[TEXT BLOCK Boundary: Start]

Flying Forward
Wang Earns CAREER Award to Help Lay Groundwork for Future of Air Travel.
By Amy Blakely. Photography by Steven Bridges.
Air taxis that can soar over traffic snarls. Small aircraft that allow businesspeople to commute from building top to building top within a city or in nearby cities. Drones that speed package delivery and provide medical and disaster response.
Through its Advanced Air Mobility Mission, NASA is spearheading research that could turn these and other futuristic air transportation dreams into reality. And UT is on board.
Assistant Professor Zhenbo Wang, who runs the Autonomous Systems Laboratory in the Department of Mechanical, Aerospace, and Biomedical Engineering, recently received a Faculty Early Career Development (CAREER) Program award from the National Science Foundation that will provide $537,847 over five years for research toward developing and testing a novel airway system, operational rules, and control schemes for autonomous aircraft of the future.
Most of today’s aircraft depend on ground control to help direct their operation. Autonomous aircraft would require little or no ground control. Eventually some of those aircraft, especially those flying cargo, could be completely flown by computer, without pilots.

[TEXT BLOCK Boundary: End]
[LISTED RECORDS Boundary: Start]

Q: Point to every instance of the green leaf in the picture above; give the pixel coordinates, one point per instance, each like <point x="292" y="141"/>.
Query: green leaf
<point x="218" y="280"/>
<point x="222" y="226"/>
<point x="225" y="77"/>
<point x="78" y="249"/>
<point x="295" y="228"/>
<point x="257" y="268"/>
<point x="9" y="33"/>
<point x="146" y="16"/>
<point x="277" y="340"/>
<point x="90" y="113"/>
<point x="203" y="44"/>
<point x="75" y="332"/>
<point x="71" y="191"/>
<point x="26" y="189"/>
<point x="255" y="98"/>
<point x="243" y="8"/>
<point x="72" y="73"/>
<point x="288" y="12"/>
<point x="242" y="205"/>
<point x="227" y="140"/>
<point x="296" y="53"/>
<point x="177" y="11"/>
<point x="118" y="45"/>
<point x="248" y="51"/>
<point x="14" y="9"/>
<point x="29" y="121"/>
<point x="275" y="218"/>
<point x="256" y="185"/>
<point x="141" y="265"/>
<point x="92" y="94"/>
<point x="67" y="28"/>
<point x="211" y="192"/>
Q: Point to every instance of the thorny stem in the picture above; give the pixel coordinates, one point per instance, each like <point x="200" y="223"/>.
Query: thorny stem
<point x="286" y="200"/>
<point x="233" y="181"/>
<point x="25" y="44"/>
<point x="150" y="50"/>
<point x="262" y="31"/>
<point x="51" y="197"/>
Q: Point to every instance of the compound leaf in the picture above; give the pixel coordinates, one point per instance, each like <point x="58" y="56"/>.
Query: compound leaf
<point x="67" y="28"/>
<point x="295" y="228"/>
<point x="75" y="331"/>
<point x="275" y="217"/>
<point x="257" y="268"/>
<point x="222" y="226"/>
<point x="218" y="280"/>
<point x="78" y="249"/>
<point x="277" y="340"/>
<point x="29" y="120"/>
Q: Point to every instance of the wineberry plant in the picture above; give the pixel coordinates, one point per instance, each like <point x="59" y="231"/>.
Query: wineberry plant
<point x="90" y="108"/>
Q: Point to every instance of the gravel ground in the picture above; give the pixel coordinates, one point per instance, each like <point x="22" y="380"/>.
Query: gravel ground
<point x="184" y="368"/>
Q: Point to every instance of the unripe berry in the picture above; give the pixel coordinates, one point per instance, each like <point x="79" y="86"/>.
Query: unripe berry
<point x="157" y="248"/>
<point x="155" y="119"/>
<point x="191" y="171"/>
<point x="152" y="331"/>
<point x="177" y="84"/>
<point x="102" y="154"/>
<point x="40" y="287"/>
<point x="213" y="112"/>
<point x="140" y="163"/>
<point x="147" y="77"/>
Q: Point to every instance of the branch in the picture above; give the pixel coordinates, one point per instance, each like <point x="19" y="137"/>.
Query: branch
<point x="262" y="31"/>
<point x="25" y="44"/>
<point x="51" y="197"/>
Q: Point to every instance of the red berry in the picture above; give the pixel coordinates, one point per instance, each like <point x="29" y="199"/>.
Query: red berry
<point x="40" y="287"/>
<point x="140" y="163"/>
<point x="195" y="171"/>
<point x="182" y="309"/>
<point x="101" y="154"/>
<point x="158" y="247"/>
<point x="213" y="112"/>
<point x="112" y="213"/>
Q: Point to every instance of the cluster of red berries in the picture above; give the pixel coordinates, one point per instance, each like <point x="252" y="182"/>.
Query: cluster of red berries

[LISTED RECORDS Boundary: End]

AIM OF THE EXERCISE
Could you print the passage of the article on Zhenbo Wang's CAREER award starting at "Through its Advanced" and ending at "is on board."? These items have no connection to the article on Zhenbo Wang's CAREER award.

WRITTEN REPLY
Through its Advanced Air Mobility Mission, NASA is spearheading research that could turn these and other futuristic air transportation dreams into reality. And UT is on board.